* OBJECTIVE A
In the article on vision and innovation, which three factors judge the significance of visions?

* SOURCE PASSAGE
------------
No one can make any innovation without having a creative vision and strategy. Vision is a long-term dream about a business or product, whilst strategy identifies the best ways to implement the vision. In this article, I discuss the importance of the vision and strategy elements in creating innovation and show steps to develop each of them.

What is vision, and how do you craft it?
Vision is a dream about how a business or product will be in the future, and it is the starting point for any corporate strategy, objectives, and metrics. Vision is a long journey that starts from where you are today to reach a better future. Three factors judge the significance of visions: (1) desirability, (2) challenge, and (3) belief. Vision is desirable if it brings new values to customers and is a challenging project as it involves, for instance, specific activities, resources and risks to make a significant change. Moreover, people or stakeholders must believe in the underlying vision to buy it. Internal forces influencing the subject of vision include resources, experiences, culture, and leadership, and the external forces involve technology trends, business change, social change, environmental factors, competition, and customer needs.
How can you encourage and inspire people to cope with perspective change and see challenges as opportunities for innovation? You start by looking at where the business is today and where it is heading in the future, then create a vision for your business. To build a business that can drive innovation through change, the leader has to start with a clear vision for everyone to aim for. Nothing is more important than communicating this ambitious dream and inspiring teams to contribute to achieving the big aspiration. Vision is perceived as an ambitious dream to make a success to the firm by envisioning a new product, process, business, or market. Vision is usually initiated and decided by the owner or leader of the project, then cascaded to workable strategies and business plans to achieve it. Undoubtedly, innovators require an ambitious vision to make victorious innovations. Ways to inspire visions involve group activities like inspiration, market and customer analysis, value mapping, industry analysis, technology searching, brainstorming, seeking expert advice, or SWOT analysis to discover opportunities.
Why is vision important to innovation?
Vision can bring many benefits to the organisation, including:
- Focusing staff and resources on a common goal.
- Aligning business plans for a specific strategic direction.
- Changing the current situation to a better future.
- Enforcing more control over staff work.
- Leading teams to be more creative and contributing to the company’s prosperity.
As an example of corporate vision, Ofgem’s innovation vision (2021-2025), the independent regulator for energy markets in the UK, is the transition to net zero – including the decarbonising of power, heat and transport – and the impact of democratisation, decentralisation and digitalisation will redefine and shape the energy landscape over the next 20 years. In this Vision, we set out innovation principles and priorities to highlight areas where Ofgem has identified the need for significant innovation and to encourage regulated parties and other innovators to innovate in these spaces (https://www.ofgem.gov.uk).
Here are some literature reviews on the importance of ‘vision’ to innovation:
- Most successful endeavours start with a big vision, projecting where you will be in five years, and it is about what drives your business to succeed and is the change to make. No matter whether you either start with the segment, problem, product, or technology, the vision is less about how you change and more about what you change (Cooper and Vlaskovits, 2013)1.
------------
* SUPPLIED ENTRIES
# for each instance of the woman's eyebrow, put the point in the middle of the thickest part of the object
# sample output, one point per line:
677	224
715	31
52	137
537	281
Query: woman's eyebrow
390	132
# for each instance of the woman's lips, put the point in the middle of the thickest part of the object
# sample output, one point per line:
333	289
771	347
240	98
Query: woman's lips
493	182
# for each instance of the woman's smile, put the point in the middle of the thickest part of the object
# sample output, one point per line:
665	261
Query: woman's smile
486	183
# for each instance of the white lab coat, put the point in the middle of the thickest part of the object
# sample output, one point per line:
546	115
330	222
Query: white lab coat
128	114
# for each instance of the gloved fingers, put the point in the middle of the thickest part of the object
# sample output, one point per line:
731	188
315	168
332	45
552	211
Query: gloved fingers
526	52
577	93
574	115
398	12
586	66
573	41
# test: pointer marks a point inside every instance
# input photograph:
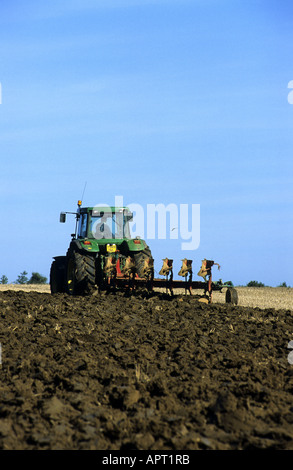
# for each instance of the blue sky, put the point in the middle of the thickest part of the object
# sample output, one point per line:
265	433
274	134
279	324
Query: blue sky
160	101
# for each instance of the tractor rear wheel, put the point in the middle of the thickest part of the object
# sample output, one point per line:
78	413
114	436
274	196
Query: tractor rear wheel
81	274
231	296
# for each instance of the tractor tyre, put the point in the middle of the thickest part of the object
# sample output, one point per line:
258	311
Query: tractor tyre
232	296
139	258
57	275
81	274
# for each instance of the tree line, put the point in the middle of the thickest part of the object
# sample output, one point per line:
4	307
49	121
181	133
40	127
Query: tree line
------------
* OBJECTIVE B
Find each line in the records that contains the word "instance" and copy it. Case counts.

* TASK RESULT A
Desirability, challenge, and belief.

* TASK RESULT B
# for each instance of the woman's eyebrow, put the point in the middle of the thickest part of the object
# for each instance of the woman's lips, put the point in the middle of the thickest part of the object
# for each instance of the woman's smile, put the point in the middle of the thickest part of the object
# for each instance of the white lab coat, put the point in the middle of the thickest part of the object
# for each instance of the gloved fingers, put the point in the middle of the thickest part of the object
# test: pointer marks a point inside every instance
# for each instance of the blue sky, put the point in the middle of the thickest part of the object
# for each instance of the tractor rear wheel, put the point in the middle of the thickest part of the object
# for each instance of the tractor tyre, put the point in the middle of the thickest part of the object
# for each instance of the tree line, put the point in the middle of the thickest part of the object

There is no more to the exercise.